--- Begin TEXT SEGMENT ---
It should come as no surprise that the Air America pilot and flight mechanic found 
themselves in a heap of trouble with the State Department REMF’s in Vientiane. (REMF is an 
acronym. The first three words are Rear, Echelon, and Mother.) In spite of the striped-pants 
cookie-pushers' discomfort at (horrors!) an inter*national incident (or perhaps, partly because of 
it) these guys were heroes to everybody in the theatre who didn't wear puce panties and talk with 
a lisp. They accomplished a couple of firsts: (1) The first and only combat shootdown of a biplane 
by a helicopter, and (2) The first known CIA air-to-air victory. Not bad for a couple of spooks.
--- End TEXT SEGMENT ---
--- Begin SUPPLIED RECORDS ---
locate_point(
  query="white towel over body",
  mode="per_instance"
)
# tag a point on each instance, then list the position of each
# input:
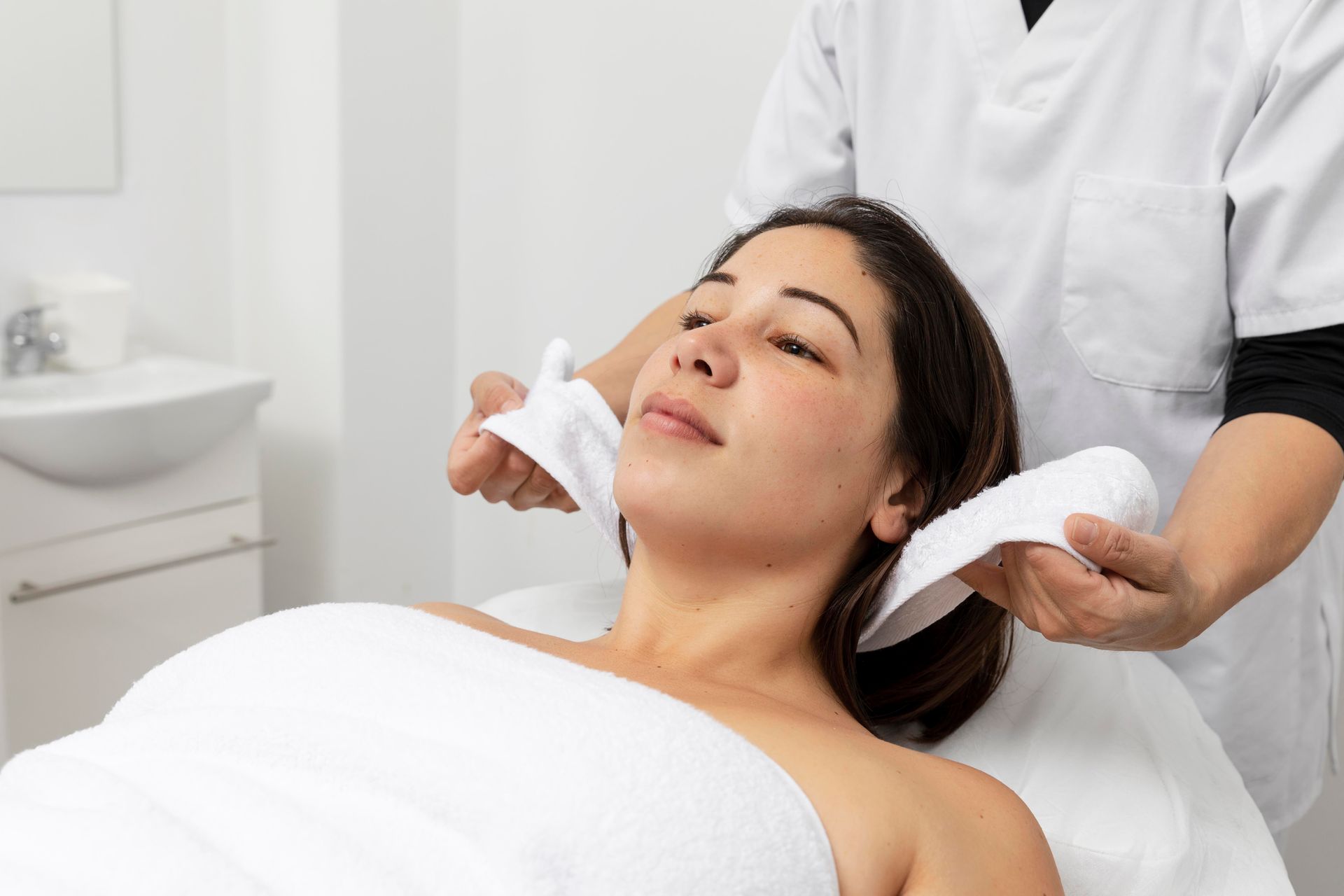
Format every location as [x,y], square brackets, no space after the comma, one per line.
[374,748]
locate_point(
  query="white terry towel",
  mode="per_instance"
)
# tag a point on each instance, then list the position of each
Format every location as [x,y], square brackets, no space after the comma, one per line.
[372,748]
[568,428]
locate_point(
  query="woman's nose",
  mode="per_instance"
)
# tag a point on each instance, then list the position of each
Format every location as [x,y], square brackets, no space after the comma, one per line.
[705,349]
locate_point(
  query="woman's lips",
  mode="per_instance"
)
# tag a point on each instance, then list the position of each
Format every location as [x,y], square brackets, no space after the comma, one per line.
[668,425]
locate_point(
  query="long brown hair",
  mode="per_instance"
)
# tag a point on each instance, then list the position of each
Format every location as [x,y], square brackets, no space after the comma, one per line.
[956,428]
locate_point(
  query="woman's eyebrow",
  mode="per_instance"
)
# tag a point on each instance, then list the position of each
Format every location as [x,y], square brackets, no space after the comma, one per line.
[790,292]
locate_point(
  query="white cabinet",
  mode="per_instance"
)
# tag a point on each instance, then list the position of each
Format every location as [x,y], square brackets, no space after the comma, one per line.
[85,612]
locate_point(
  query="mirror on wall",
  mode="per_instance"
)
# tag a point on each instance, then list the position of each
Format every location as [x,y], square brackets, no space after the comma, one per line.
[58,96]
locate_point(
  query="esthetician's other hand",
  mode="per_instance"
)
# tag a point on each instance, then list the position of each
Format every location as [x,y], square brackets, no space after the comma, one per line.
[487,464]
[1144,598]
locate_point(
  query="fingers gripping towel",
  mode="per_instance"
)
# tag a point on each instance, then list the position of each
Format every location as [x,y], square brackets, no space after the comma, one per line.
[571,433]
[569,430]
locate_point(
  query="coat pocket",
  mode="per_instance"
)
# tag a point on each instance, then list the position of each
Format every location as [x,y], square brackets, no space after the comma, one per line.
[1144,281]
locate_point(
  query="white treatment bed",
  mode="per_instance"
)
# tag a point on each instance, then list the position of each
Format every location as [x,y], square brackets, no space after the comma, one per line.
[1132,788]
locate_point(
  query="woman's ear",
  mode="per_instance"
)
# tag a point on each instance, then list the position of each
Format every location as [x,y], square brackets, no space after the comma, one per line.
[892,519]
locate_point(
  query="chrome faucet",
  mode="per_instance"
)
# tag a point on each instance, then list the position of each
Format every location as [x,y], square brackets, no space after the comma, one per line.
[26,347]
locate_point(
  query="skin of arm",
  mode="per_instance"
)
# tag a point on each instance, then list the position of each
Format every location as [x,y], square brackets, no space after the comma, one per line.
[976,836]
[1257,496]
[613,374]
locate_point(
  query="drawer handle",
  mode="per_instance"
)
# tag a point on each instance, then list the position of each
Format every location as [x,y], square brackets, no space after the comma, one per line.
[30,592]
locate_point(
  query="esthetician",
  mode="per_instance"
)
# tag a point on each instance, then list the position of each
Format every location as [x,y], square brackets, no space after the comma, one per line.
[1147,199]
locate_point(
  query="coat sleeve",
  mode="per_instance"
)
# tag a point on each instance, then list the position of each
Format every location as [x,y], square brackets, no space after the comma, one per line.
[1285,242]
[800,148]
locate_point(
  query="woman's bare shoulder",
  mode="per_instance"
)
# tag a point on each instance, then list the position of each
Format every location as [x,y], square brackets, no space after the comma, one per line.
[974,834]
[464,614]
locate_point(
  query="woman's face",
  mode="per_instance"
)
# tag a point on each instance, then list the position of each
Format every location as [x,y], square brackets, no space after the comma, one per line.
[797,402]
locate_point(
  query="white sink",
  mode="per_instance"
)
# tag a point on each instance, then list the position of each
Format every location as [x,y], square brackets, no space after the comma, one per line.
[125,422]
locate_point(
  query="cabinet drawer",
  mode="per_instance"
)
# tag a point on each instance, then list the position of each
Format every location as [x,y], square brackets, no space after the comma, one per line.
[105,609]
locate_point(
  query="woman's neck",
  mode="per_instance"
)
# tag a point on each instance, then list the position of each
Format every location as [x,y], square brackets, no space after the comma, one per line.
[726,625]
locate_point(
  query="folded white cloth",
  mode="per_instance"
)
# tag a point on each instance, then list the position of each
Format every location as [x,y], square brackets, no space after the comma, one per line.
[568,429]
[374,748]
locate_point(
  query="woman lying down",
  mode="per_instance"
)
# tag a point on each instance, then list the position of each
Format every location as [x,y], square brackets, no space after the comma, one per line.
[841,390]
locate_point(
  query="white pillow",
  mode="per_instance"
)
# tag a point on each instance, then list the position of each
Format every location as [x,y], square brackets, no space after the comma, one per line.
[1107,748]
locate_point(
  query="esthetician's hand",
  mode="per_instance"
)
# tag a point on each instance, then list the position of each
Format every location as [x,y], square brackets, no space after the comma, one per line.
[1144,598]
[486,463]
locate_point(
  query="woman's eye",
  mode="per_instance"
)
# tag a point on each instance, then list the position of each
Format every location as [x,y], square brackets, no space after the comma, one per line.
[690,320]
[694,317]
[806,349]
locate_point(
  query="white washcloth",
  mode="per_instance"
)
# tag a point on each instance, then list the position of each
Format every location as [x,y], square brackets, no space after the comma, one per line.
[372,748]
[568,428]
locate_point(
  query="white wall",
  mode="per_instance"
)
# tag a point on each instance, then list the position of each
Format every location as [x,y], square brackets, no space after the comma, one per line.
[342,149]
[286,246]
[166,230]
[596,144]
[397,88]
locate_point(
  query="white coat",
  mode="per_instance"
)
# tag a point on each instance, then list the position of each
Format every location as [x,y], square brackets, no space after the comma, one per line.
[1126,190]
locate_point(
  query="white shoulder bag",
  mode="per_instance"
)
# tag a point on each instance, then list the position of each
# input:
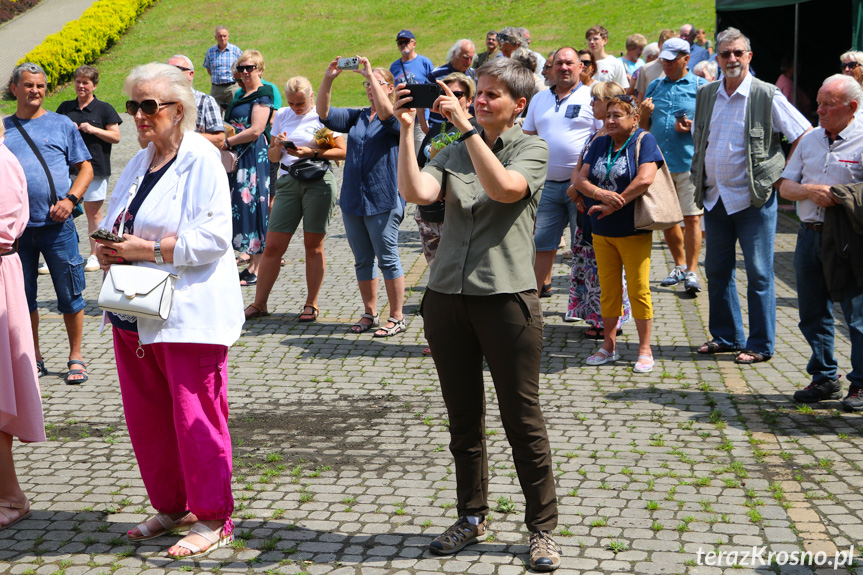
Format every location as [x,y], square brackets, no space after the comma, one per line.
[137,290]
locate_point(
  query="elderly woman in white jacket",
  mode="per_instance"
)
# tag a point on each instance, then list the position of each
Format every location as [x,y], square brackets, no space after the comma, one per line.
[173,373]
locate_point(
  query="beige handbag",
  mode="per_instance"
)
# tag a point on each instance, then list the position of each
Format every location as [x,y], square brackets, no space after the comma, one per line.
[658,208]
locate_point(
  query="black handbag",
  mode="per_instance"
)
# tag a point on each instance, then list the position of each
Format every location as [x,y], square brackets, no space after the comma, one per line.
[78,210]
[307,170]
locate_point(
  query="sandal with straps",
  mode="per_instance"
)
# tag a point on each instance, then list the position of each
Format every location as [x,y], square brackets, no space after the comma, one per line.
[216,538]
[399,326]
[167,524]
[361,327]
[23,511]
[307,317]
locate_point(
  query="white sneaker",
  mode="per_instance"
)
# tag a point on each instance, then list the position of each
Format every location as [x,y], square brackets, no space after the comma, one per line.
[92,264]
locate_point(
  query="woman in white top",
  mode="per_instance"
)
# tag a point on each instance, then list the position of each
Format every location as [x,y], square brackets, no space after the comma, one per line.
[302,193]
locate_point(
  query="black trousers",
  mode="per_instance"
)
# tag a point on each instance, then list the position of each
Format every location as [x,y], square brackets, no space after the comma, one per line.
[506,330]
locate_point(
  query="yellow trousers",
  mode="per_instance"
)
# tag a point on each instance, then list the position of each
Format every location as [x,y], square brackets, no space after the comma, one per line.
[613,256]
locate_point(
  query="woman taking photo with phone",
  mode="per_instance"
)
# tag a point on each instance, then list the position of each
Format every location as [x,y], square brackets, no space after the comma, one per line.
[298,197]
[371,207]
[173,210]
[481,301]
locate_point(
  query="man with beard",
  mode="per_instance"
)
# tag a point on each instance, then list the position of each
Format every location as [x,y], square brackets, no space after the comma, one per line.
[734,171]
[563,117]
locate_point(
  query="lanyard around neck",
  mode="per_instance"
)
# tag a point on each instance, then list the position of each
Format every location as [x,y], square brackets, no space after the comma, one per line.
[611,161]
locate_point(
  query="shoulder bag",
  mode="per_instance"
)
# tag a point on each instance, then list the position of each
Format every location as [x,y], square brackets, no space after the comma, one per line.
[78,209]
[134,289]
[658,208]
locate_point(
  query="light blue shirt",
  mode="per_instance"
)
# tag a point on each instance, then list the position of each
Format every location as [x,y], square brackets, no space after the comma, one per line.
[670,98]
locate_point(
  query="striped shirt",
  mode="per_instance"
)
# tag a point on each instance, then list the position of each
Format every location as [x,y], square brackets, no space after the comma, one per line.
[209,114]
[725,158]
[218,62]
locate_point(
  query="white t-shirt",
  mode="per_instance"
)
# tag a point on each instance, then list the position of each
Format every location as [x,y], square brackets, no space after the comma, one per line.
[610,69]
[298,129]
[564,125]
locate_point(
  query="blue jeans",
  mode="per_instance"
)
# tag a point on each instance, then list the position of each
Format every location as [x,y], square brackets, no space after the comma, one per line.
[816,312]
[555,209]
[375,236]
[755,229]
[58,244]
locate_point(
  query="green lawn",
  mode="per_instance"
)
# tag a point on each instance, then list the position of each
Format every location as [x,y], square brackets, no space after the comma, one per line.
[303,38]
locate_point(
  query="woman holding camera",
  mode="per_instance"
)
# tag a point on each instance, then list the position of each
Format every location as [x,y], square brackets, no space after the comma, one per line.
[298,196]
[614,172]
[481,301]
[371,207]
[173,205]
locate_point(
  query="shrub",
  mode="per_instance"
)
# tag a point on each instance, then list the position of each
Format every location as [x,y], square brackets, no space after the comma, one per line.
[11,8]
[82,41]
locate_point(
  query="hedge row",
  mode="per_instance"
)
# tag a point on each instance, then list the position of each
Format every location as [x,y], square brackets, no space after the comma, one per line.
[82,41]
[11,8]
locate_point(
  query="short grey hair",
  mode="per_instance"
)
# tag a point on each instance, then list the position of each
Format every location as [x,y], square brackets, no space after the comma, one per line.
[514,34]
[709,65]
[519,81]
[171,85]
[852,55]
[732,35]
[26,67]
[850,87]
[458,49]
[185,59]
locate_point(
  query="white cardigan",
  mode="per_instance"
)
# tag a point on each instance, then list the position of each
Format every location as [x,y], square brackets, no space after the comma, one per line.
[208,304]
--- End SUPPLIED RECORDS ---
EXERCISES TO COMPLETE
• A. Which lines of the rows contain the word "shoulder"? Select and copy each of them, treating case as significant.
• B. Could you pick up the passage about the Air America helicopter crew's biplane shootdown after its last sentence and carry it forward?

ANSWERS IN ORDER
• A.
  query="woman's bare shoulder",
  query="white shoulder bag",
  query="shoulder bag",

• B.
Communication with Headquarters was very good in Vietnam, and I learned of this 
incident within an hour or so of its happening, although I had no details. But the prospect of 
access to a North Vietnamese aircraft of any sort was very attractive to an intell type, so I grabbed 
my flyaway kit and headed for Udorn AFB in northern Thailand, where I knew I could get 
transport to the crash site from the Air Rescue and Recovery Service (ARRS), the Jolly Green 
Giants. Sure enough, the next morning we headed for bad guy land with a flight of three Jolly 
Green Giants. The State Department geniuses had decided to cover their ample butts by having the 
remains of the AN-2 airlifted down to Vientiane to put on display to an outraged world press, thus 
proving that North Vietnam had violated Laotian neutrality by sending armed aircraft against a 
peaceful civil airline facility. Yawn. The Air Force went along with it because it provided good 
cover for our intell*igence operation. Of course, when State found out that I had gone in without 
saying Mother-may-I to them, they were really hot. But by then I had already gotten the goods we 
wanted, and what could they do to me? Fire me and send me to Vietnam?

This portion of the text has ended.